*** Passage provided

'How to replace all html tag with empty string in golang
I'm trying to replace all html tag such as <div> </div>
... on empty string ( " " ) in golang with regex pattern ^[^.\/]*$/g
to match all close tag. ex : </div>
My solution:
package main
import (
"fmt"
"regexp"
)
const Template = `^[^.\/]*$/g`
func main() {
r := regexp.MustCompile(Template)
s := "afsdf4534534!@@!!#<div>345345afsdf4534534!@@!!#</div>"
res := r.ReplaceAllString(s, "")
fmt.Println(res)
}
But output the same source string. What's wrong? Please help. Thank
Expect Result should: "afsdf4534534!@@!!#345345afsdf4534534!@@!!#"
Solution 1:[1]
if you want replace all HTML TAG, using strip of html tag.
regex to match HTML tags is not good idea.
package main
import (
"fmt"
"github.com/grokify/html-strip-tags-go"
)

******
*** Supplied entries

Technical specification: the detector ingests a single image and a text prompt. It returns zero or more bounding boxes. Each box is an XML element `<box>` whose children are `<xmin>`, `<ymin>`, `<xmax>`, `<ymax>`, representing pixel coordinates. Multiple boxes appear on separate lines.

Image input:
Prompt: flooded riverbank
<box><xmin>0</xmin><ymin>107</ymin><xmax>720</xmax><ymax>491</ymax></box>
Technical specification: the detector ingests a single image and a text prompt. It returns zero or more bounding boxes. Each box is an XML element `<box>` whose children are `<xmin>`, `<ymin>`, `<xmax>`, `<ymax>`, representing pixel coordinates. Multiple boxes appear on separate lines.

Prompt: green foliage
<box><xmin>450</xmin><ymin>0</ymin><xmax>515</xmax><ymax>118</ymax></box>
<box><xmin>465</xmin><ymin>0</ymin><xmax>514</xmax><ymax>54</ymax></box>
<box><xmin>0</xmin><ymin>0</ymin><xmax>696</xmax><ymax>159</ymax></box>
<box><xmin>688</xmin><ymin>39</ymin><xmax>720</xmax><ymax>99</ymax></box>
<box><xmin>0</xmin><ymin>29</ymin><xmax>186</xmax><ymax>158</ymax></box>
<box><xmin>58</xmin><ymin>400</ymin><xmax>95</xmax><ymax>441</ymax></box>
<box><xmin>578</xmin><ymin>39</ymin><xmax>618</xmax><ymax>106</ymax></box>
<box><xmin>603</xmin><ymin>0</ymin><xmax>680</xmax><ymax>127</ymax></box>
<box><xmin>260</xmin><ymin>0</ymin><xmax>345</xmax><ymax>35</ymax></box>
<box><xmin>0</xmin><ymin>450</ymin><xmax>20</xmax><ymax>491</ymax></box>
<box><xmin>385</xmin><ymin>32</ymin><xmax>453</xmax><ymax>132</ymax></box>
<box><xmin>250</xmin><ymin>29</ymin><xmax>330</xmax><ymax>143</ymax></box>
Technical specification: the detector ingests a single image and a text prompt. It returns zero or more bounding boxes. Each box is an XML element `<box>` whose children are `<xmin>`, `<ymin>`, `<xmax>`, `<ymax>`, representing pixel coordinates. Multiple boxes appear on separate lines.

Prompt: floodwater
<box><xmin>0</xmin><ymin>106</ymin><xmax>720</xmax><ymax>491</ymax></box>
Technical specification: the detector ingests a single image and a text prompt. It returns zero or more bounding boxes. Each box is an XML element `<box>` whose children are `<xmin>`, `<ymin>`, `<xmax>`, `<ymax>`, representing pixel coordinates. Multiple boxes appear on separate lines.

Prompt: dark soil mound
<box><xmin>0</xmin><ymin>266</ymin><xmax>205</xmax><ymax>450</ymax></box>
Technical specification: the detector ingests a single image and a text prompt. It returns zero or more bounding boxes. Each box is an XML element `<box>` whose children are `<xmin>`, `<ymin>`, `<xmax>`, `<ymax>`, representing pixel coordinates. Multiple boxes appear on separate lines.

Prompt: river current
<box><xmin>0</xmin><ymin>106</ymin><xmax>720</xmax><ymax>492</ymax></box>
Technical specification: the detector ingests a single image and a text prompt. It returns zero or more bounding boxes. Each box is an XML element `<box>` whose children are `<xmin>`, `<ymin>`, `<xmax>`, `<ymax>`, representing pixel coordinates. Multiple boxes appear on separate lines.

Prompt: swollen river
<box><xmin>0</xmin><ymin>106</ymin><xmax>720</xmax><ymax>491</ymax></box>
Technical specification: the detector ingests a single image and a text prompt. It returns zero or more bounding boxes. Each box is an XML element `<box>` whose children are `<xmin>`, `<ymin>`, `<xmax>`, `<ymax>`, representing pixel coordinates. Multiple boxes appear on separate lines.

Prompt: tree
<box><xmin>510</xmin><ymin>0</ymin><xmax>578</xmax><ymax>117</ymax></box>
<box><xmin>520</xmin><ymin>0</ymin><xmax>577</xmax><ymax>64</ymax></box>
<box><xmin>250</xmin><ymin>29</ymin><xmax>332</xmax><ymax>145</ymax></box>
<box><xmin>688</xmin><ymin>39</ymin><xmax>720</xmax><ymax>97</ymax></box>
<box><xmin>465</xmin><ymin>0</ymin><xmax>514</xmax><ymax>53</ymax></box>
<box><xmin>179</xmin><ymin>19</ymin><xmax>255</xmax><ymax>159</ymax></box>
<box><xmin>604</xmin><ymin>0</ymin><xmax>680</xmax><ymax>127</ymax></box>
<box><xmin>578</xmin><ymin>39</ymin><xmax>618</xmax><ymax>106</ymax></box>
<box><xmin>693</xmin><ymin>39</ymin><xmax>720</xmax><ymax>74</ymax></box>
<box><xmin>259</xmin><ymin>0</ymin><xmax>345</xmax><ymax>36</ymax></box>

******

Exercises to complete:
• 1. In the thread about removing HTML tags in Go, what does the asker say the program prints?
• 2. Extend the thread about removing HTML tags in Go from the point where it stops.

Solved problems:
• 1. The same source string.

• 2.
func main() {
text := "afsdf4534534!@@!!#<div>345345afsdf4534534!@@!!#</div>"
stripped := strip.StripTags(text)
fmt.Println(text)
fmt.Println(stripped)
}
Solution 2:[2]
For those who came here looking for a quick solution, there is a library that does this: bluemonday.
Package bluemonday provides a way of describing a whitelist of HTML elements and attributes as a policy, and for that policy to be applied to untrusted strings from users that may contain markup. All elements and attributes not on the whitelist will be stripped.
package main
import (
"fmt"
"github.com/microcosm-cc/bluemonday"
)
func main() {
// Do this once for each unique policy, and use the policy for the life of the program
// Policy creation/editing is not safe to use in multiple goroutines
p := bluemonday.StripTagsPolicy()
// The policy can then be used to sanitize lots of input and it is safe to use the policy in multiple goroutines
html := p.Sanitize(
`<a onblur="alert(secret)" href="http://www.google.com">Google</a>`,
)
// Output:
// Google
fmt.Println(html)
}
Solution 3:[3]
The Problem with RegEx
This is a very simple RegEx replace method that removes HTML tags from well-formatted HTML in a string.
strip_html_regex.go
package main
import "regexp"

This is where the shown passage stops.